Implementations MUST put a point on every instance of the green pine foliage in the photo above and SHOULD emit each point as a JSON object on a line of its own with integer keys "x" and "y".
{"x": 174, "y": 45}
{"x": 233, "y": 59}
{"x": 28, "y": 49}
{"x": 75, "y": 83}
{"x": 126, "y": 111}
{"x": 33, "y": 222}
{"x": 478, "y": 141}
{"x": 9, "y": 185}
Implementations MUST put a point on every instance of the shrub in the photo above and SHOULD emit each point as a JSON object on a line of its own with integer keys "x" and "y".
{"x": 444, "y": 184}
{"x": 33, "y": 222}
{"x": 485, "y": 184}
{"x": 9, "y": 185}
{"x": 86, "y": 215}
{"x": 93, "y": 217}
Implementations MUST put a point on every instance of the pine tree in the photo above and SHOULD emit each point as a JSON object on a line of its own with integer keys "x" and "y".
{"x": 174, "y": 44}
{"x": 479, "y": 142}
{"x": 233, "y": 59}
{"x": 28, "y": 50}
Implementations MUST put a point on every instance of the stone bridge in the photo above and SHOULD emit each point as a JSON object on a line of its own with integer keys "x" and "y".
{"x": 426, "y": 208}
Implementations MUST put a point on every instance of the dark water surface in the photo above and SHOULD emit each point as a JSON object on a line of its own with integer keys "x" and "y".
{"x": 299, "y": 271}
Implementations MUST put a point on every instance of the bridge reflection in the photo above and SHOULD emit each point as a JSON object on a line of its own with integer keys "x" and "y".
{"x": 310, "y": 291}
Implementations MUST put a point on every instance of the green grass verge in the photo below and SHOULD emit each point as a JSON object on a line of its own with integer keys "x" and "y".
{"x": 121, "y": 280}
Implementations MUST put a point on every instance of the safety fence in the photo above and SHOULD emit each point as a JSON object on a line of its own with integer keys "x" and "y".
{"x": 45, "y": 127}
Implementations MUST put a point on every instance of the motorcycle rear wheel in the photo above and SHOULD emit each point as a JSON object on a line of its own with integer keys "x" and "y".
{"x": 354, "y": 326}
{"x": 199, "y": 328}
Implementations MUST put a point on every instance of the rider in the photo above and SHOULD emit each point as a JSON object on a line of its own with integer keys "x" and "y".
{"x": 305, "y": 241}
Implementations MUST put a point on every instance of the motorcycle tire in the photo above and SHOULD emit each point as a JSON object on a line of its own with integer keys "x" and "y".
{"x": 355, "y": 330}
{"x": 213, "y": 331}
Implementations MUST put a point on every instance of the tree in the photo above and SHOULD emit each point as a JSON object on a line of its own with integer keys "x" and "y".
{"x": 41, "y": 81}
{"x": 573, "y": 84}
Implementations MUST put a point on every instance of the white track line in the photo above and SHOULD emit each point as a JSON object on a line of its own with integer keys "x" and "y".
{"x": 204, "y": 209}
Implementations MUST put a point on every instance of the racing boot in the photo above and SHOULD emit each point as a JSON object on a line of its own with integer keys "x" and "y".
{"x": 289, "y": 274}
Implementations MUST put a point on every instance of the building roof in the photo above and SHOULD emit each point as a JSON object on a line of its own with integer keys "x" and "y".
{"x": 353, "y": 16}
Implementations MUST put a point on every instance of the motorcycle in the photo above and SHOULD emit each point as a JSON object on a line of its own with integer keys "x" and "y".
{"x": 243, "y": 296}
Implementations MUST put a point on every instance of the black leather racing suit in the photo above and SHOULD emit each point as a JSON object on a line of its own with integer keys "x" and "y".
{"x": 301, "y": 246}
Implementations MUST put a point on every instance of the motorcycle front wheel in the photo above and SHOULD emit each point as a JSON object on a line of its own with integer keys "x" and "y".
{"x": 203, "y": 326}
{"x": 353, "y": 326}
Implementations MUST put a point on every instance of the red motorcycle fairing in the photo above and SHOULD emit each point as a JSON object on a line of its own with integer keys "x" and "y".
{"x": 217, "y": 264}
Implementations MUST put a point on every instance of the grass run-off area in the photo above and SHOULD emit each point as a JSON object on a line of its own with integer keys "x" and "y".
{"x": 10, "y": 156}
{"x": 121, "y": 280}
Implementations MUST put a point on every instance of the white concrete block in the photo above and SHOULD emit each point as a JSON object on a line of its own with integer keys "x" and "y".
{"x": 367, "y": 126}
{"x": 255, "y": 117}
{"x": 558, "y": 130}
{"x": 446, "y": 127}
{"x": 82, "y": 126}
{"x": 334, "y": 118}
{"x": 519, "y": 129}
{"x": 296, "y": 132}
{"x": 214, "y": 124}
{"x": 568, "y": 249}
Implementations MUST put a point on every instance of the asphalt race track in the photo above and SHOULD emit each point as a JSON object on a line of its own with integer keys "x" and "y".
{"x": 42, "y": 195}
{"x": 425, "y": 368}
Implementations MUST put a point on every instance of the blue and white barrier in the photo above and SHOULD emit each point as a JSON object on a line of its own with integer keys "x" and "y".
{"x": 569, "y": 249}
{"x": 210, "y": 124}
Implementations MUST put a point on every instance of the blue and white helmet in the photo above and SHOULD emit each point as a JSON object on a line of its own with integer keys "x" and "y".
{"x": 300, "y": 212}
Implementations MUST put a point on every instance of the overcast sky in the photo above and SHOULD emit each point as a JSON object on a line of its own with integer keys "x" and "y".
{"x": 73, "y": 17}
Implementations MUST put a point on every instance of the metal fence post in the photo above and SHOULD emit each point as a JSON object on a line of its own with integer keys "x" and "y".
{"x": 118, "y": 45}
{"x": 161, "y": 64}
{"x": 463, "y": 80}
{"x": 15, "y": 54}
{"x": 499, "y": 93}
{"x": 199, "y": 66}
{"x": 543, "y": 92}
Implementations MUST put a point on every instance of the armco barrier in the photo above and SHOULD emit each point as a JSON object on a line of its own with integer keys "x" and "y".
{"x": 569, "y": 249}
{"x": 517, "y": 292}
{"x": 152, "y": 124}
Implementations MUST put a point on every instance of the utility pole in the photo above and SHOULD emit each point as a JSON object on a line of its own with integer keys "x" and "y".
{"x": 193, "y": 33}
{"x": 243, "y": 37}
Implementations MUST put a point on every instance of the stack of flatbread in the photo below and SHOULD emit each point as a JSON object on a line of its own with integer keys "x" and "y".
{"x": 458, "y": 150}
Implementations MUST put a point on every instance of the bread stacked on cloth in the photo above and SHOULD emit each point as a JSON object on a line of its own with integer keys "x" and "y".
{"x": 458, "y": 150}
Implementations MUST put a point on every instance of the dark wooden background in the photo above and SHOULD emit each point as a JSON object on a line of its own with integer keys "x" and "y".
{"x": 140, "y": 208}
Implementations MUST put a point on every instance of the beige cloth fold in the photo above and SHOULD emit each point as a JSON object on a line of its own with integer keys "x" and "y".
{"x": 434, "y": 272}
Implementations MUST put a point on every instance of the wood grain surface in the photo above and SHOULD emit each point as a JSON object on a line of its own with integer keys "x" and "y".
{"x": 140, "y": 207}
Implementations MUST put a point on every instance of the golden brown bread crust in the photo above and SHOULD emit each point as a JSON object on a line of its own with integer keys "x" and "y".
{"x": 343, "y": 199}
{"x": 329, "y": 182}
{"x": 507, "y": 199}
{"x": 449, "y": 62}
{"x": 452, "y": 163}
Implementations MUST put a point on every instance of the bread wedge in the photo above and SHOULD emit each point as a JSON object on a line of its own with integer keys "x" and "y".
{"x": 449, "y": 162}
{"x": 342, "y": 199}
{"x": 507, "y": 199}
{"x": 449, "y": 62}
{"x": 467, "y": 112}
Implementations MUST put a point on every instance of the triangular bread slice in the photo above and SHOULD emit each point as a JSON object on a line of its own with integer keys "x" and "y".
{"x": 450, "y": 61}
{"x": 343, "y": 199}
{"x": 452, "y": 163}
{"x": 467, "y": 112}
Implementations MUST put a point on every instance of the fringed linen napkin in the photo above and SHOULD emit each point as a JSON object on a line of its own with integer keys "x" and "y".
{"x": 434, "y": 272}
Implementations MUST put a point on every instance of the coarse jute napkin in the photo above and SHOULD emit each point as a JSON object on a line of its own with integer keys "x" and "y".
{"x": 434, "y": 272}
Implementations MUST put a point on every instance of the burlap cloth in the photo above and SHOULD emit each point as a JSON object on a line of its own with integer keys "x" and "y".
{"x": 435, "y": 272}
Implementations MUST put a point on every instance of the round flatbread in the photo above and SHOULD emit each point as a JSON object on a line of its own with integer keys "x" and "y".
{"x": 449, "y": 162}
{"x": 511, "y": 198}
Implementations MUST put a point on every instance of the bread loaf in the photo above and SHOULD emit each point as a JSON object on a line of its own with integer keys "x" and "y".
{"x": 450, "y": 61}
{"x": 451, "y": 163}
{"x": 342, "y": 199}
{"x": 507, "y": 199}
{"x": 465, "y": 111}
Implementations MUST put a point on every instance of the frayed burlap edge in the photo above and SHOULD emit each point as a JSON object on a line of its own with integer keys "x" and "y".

• • • •

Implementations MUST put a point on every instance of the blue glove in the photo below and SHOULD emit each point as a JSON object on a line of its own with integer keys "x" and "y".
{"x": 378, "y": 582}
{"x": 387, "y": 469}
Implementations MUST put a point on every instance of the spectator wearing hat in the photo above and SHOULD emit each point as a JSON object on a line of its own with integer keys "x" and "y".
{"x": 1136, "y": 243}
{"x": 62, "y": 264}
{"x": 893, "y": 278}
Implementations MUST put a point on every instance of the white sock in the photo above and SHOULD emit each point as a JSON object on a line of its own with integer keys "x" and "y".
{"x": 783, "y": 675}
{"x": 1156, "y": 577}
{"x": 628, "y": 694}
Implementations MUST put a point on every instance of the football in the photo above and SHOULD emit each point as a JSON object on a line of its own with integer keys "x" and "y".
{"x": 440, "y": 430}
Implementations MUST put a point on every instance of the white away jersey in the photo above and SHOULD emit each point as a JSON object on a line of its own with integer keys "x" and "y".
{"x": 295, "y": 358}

• • • •

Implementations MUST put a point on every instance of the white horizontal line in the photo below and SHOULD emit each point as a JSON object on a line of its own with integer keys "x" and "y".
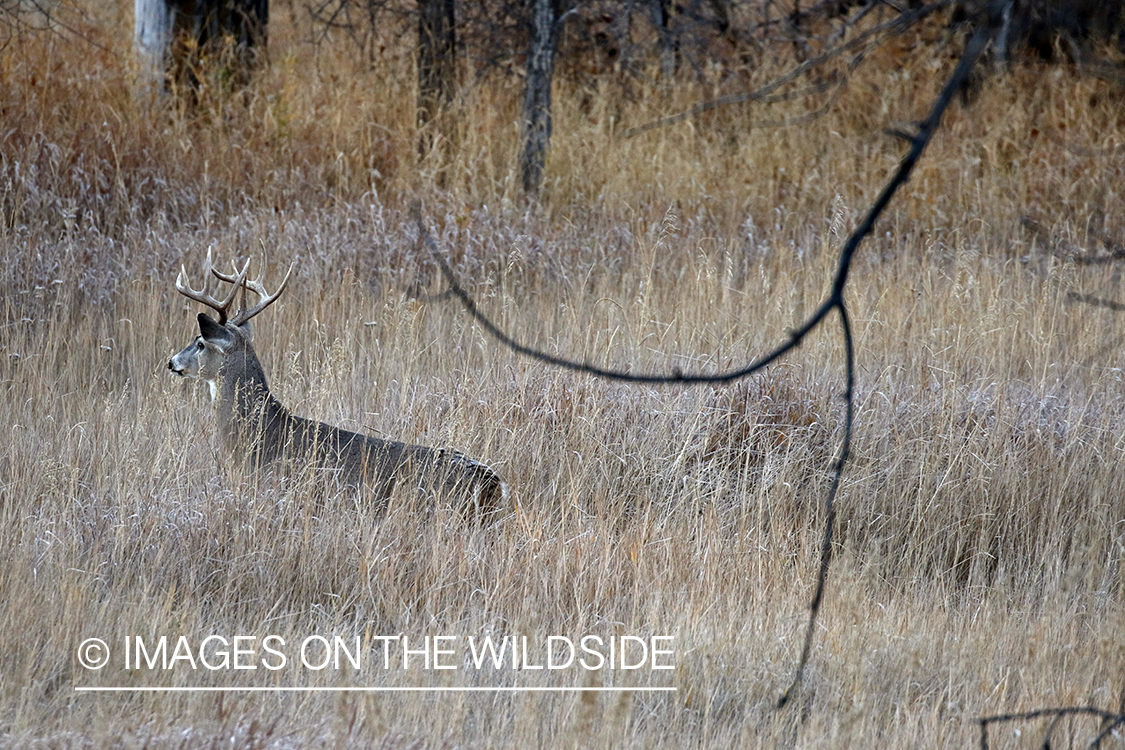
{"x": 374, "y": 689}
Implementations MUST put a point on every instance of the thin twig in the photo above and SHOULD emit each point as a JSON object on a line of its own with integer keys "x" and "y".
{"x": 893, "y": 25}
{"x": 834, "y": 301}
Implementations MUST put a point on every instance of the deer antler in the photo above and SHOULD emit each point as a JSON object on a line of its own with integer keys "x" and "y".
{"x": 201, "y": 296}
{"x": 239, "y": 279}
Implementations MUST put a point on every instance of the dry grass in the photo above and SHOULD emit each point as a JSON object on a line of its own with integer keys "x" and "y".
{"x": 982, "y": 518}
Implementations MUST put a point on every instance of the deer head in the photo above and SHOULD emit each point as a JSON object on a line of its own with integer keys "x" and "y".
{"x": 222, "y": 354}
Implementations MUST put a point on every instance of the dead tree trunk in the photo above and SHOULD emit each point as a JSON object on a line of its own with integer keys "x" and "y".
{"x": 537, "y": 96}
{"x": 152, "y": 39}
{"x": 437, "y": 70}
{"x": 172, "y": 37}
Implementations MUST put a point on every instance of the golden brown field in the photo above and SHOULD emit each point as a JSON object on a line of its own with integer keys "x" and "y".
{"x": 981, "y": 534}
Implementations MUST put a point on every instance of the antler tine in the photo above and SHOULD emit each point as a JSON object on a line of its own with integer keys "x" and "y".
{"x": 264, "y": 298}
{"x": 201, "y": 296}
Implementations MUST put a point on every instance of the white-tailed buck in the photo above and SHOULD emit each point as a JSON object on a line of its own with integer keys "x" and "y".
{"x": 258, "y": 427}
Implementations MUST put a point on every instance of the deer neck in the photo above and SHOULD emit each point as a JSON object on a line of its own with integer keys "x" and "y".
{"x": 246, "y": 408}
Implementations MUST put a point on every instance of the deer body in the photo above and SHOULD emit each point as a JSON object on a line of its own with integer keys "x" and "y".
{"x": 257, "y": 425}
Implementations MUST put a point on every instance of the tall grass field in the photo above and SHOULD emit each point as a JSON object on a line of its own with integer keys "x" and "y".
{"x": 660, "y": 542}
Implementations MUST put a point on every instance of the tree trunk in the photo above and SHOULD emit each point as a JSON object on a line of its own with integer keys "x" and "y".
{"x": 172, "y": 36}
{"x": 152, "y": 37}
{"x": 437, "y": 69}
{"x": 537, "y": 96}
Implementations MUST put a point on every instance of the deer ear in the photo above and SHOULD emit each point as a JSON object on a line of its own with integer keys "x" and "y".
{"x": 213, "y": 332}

• • • •

Your task is to retype the entries verbatim, starting with the line that holds "Implementations MUST put a point on every instance of the burlap" and stopping after the line that holds "Implementations MUST put a point on every instance of the frayed".

* ANSWER SECTION
Implementations MUST put a point on every instance of the burlap cloth in the photo above and SHOULD emit each point as a JSON object on a line of its own with integer keys "x" and "y".
{"x": 435, "y": 272}
Implementations MUST put a point on every instance of the round flatbread in the photo above and SHOULD emit each point as a JSON object on a line of its own with integer keys "x" and "y".
{"x": 449, "y": 162}
{"x": 511, "y": 198}
Implementations MUST put a point on every instance of the bread loaf in the photo above and SHOULD emit each point as a JSON object on a line of its own with integer keys "x" and "y".
{"x": 450, "y": 61}
{"x": 451, "y": 163}
{"x": 342, "y": 199}
{"x": 507, "y": 199}
{"x": 465, "y": 111}
Implementations MUST put a point on every instance of the frayed burlap edge in the photo above and SHOULD emit each point as a JSON object on a line of its own with integer keys "x" and "y".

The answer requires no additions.